→ STATED PROBLEM
Reproduce all of the records exactly.

======== DATA TO PROCESS

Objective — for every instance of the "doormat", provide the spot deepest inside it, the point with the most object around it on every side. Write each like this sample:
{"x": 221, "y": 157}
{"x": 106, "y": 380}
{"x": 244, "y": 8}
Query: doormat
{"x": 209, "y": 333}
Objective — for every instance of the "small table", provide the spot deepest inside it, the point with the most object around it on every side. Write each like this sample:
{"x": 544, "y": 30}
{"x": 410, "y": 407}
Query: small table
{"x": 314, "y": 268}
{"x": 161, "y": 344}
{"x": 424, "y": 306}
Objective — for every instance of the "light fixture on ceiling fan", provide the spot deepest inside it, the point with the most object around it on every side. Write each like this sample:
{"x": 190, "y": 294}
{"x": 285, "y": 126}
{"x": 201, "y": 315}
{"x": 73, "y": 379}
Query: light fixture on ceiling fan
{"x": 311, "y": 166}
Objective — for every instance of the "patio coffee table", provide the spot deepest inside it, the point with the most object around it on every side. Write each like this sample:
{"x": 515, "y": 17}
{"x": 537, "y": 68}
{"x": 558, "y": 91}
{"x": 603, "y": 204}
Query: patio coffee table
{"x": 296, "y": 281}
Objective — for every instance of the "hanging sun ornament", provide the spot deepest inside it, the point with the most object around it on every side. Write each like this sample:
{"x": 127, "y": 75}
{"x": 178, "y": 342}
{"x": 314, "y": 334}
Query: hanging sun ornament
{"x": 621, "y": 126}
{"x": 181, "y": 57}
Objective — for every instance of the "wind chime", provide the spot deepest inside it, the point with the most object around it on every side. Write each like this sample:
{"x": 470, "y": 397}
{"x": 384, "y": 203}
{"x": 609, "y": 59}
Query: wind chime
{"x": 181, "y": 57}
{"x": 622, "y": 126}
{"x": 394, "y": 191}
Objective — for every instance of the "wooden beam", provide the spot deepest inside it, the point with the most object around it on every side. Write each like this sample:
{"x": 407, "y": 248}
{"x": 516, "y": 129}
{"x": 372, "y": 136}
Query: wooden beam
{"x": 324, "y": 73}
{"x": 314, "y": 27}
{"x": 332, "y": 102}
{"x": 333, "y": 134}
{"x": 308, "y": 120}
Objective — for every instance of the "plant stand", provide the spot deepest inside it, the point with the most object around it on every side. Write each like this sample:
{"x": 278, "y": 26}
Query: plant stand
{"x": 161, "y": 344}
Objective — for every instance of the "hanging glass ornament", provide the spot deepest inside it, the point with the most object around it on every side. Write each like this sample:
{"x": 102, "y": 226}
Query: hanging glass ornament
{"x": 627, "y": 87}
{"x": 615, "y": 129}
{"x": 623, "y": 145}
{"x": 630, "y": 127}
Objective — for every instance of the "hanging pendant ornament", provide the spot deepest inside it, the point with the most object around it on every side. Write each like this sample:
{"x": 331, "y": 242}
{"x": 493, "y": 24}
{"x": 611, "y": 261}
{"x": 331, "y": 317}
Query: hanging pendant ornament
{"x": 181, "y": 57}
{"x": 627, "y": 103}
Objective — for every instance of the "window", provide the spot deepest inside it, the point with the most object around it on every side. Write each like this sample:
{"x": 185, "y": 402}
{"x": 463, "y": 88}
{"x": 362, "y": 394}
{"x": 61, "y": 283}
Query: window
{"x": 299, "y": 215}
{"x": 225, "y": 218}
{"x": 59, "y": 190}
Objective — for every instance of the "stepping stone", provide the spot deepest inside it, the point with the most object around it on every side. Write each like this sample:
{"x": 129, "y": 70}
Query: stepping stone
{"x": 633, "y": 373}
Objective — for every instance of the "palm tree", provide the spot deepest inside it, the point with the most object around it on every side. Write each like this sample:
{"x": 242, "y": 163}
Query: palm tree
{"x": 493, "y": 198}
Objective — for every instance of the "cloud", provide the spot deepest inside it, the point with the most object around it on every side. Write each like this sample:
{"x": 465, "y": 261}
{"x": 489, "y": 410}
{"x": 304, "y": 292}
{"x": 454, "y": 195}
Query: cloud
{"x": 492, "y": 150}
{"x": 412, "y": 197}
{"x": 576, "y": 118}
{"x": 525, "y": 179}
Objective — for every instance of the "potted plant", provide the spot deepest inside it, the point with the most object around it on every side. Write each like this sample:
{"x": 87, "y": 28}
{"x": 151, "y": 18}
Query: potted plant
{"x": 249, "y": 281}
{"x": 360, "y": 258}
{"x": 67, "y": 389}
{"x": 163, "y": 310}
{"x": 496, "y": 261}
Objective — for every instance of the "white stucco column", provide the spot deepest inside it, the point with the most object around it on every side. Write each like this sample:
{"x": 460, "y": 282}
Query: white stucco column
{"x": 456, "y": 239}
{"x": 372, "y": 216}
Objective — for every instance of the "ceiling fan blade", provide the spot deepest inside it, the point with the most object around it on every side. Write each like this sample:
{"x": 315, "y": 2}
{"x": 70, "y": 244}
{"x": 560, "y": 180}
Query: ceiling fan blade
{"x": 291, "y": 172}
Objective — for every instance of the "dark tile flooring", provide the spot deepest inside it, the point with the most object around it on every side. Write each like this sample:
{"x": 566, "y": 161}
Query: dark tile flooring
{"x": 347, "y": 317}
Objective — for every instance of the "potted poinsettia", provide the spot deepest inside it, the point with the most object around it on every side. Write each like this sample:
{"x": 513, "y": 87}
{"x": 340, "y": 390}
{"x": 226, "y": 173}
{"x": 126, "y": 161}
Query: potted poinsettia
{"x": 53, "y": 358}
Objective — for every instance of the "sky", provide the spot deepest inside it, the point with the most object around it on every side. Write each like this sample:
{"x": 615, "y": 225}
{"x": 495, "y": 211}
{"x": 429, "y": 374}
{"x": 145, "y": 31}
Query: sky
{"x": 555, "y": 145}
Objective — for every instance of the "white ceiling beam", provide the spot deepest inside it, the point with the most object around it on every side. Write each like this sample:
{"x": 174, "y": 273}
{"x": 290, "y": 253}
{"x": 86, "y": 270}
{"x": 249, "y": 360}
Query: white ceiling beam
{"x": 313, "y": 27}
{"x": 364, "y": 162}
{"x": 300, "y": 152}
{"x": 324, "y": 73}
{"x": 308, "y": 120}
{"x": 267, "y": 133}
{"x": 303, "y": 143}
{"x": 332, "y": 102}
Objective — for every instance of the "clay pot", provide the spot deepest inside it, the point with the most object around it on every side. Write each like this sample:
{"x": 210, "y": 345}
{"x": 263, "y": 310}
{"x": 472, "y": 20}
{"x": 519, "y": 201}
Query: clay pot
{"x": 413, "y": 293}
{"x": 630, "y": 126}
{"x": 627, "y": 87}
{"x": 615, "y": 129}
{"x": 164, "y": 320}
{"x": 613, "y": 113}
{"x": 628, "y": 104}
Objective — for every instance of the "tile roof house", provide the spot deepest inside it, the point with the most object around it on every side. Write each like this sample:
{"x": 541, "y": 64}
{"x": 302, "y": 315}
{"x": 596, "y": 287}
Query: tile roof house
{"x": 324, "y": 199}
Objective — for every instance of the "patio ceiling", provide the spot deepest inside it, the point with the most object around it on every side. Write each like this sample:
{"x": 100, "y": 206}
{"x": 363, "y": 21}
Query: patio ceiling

================

→ SOLUTION BELOW
Objective — for every instance of the "doormat", provide the spot deepest inside it, the point with the most object around it on every side. Write each like this sample:
{"x": 221, "y": 157}
{"x": 106, "y": 380}
{"x": 244, "y": 8}
Query: doormat
{"x": 209, "y": 333}
Objective — for every instance of the "small table", provide the spot deepest inside it, the point with the most object around it on every side. Write each like this sample:
{"x": 544, "y": 30}
{"x": 410, "y": 407}
Query: small table
{"x": 314, "y": 268}
{"x": 161, "y": 344}
{"x": 424, "y": 306}
Objective — for every instance of the "light fixture on ceiling fan", provide the spot deepest inside it, the point with the most object around it on every side. Write each like this sample:
{"x": 190, "y": 294}
{"x": 285, "y": 126}
{"x": 201, "y": 315}
{"x": 73, "y": 379}
Query: light fixture on ceiling fan
{"x": 311, "y": 166}
Objective — for every instance of the "patio coffee table", provide the spot deepest inside it, the point with the most object around it on every side. Write each like this sample:
{"x": 515, "y": 17}
{"x": 537, "y": 68}
{"x": 558, "y": 91}
{"x": 603, "y": 204}
Query: patio coffee table
{"x": 296, "y": 281}
Objective — for every instance of the "hanging sun ornament", provide the spot deepest inside it, the point with the most object around it on every side. Write each like this sample:
{"x": 127, "y": 75}
{"x": 178, "y": 342}
{"x": 314, "y": 334}
Query: hanging sun ornament
{"x": 621, "y": 126}
{"x": 181, "y": 57}
Objective — for every instance of the "wind chime", provide the spot deepest inside it, the point with the most object around it on every side. Write each like this sample:
{"x": 470, "y": 397}
{"x": 384, "y": 203}
{"x": 609, "y": 59}
Query: wind chime
{"x": 181, "y": 57}
{"x": 622, "y": 126}
{"x": 394, "y": 191}
Objective — for every instance of the "wooden beam", provide the spot deepest inside it, the point with the most object around it on every side. Write each like this sample:
{"x": 407, "y": 248}
{"x": 516, "y": 129}
{"x": 372, "y": 136}
Query: wooden beam
{"x": 324, "y": 73}
{"x": 314, "y": 27}
{"x": 332, "y": 102}
{"x": 333, "y": 134}
{"x": 308, "y": 120}
Objective — for every instance of the "plant stand", provide the spot deepest inside it, the point with the most object around it on every side. Write each like this sample:
{"x": 278, "y": 26}
Query: plant stand
{"x": 161, "y": 344}
Objective — for every instance of the "hanging glass ornament", provide the spot deepest inside it, the point with the most object around it on every side. Write each like this sample:
{"x": 102, "y": 226}
Query: hanging glass ornament
{"x": 627, "y": 87}
{"x": 615, "y": 129}
{"x": 623, "y": 145}
{"x": 630, "y": 127}
Objective — for every instance of the "hanging pendant ornament", provide the spot deepest inside it, the point with the most object around it on every side. Write each like this sample:
{"x": 331, "y": 242}
{"x": 493, "y": 24}
{"x": 611, "y": 261}
{"x": 331, "y": 317}
Query: hanging pendant ornament
{"x": 181, "y": 57}
{"x": 627, "y": 103}
Objective — for every instance of the "window", provide the spot deepest inside it, the point with the most object around it on every side. Write each like this sample:
{"x": 185, "y": 402}
{"x": 463, "y": 88}
{"x": 362, "y": 394}
{"x": 61, "y": 283}
Query: window
{"x": 299, "y": 215}
{"x": 225, "y": 218}
{"x": 59, "y": 190}
Objective — for every instance of the "stepping stone", provide the spot deepest inside it, the point with the most object around it on every side. Write each like this sample:
{"x": 129, "y": 70}
Query: stepping stone
{"x": 633, "y": 373}
Objective — for every instance of the "palm tree", provide the spot deepest inside it, the point with the most object around it on every side. Write each like this sample:
{"x": 242, "y": 163}
Query: palm tree
{"x": 493, "y": 198}
Objective — for every instance of the "cloud", provide the spot deepest inside it, the point with the most object around it on every side. Write each like this sample:
{"x": 465, "y": 261}
{"x": 489, "y": 410}
{"x": 304, "y": 292}
{"x": 454, "y": 195}
Query: cloud
{"x": 492, "y": 150}
{"x": 412, "y": 197}
{"x": 576, "y": 118}
{"x": 525, "y": 179}
Objective — for every instance of the "potted plant", provide the spot deepest inside it, the point with the most object around it on every side. Write each like this sample:
{"x": 87, "y": 28}
{"x": 151, "y": 18}
Query: potted plant
{"x": 249, "y": 281}
{"x": 360, "y": 258}
{"x": 67, "y": 389}
{"x": 163, "y": 310}
{"x": 496, "y": 261}
Objective — for every instance of the "white stucco column", provide the spot deepest inside it, the point with the most object around it on every side. Write each like this sample:
{"x": 460, "y": 282}
Query: white stucco column
{"x": 456, "y": 239}
{"x": 372, "y": 216}
Objective — for every instance of the "ceiling fan blade", provide the spot deepest inside it, the point with the most object around it on every side. Write each like this sample:
{"x": 315, "y": 2}
{"x": 70, "y": 244}
{"x": 560, "y": 180}
Query: ceiling fan blade
{"x": 291, "y": 172}
Objective — for every instance of the "dark tile flooring", provide the spot deepest inside it, the point with the most object around it on every side. Write each like this sample:
{"x": 566, "y": 161}
Query: dark tile flooring
{"x": 347, "y": 317}
Objective — for every instance of the "potted poinsettia", provide the spot deepest inside it, the point with the most object around it on every side. Write each like this sample:
{"x": 513, "y": 87}
{"x": 340, "y": 390}
{"x": 226, "y": 173}
{"x": 126, "y": 161}
Query: potted poinsettia
{"x": 53, "y": 358}
Objective — for every instance of the "sky", provide the spot deepest inside it, the point with the most object around it on every side. Write each like this sample:
{"x": 615, "y": 225}
{"x": 495, "y": 211}
{"x": 429, "y": 374}
{"x": 145, "y": 31}
Query: sky
{"x": 555, "y": 145}
Objective — for every instance of the "white ceiling beam", provide the spot deepest inside it, the point with the most object around it on every side. Write each like this sample:
{"x": 174, "y": 273}
{"x": 290, "y": 253}
{"x": 86, "y": 270}
{"x": 249, "y": 360}
Query: white ceiling beam
{"x": 313, "y": 27}
{"x": 364, "y": 162}
{"x": 300, "y": 152}
{"x": 324, "y": 73}
{"x": 308, "y": 120}
{"x": 267, "y": 133}
{"x": 303, "y": 143}
{"x": 332, "y": 102}
Objective — for every instance of the "clay pot", provide the spot deepest inside it, the point with the most object around it on every side. Write each like this sample:
{"x": 210, "y": 345}
{"x": 263, "y": 310}
{"x": 472, "y": 20}
{"x": 519, "y": 201}
Query: clay pot
{"x": 413, "y": 293}
{"x": 630, "y": 126}
{"x": 627, "y": 87}
{"x": 615, "y": 129}
{"x": 164, "y": 320}
{"x": 613, "y": 113}
{"x": 628, "y": 104}
Objective — for every instance of the "tile roof house", provide the spot deepest inside it, the point with the most object around it on every side. Write each like this sample:
{"x": 541, "y": 64}
{"x": 302, "y": 315}
{"x": 596, "y": 287}
Query: tile roof house
{"x": 324, "y": 199}
Objective — for every instance of the "patio ceiling", provide the spot deepest inside it, the point with the most object around it on every side. Write each like this sample:
{"x": 100, "y": 206}
{"x": 363, "y": 21}
Query: patio ceiling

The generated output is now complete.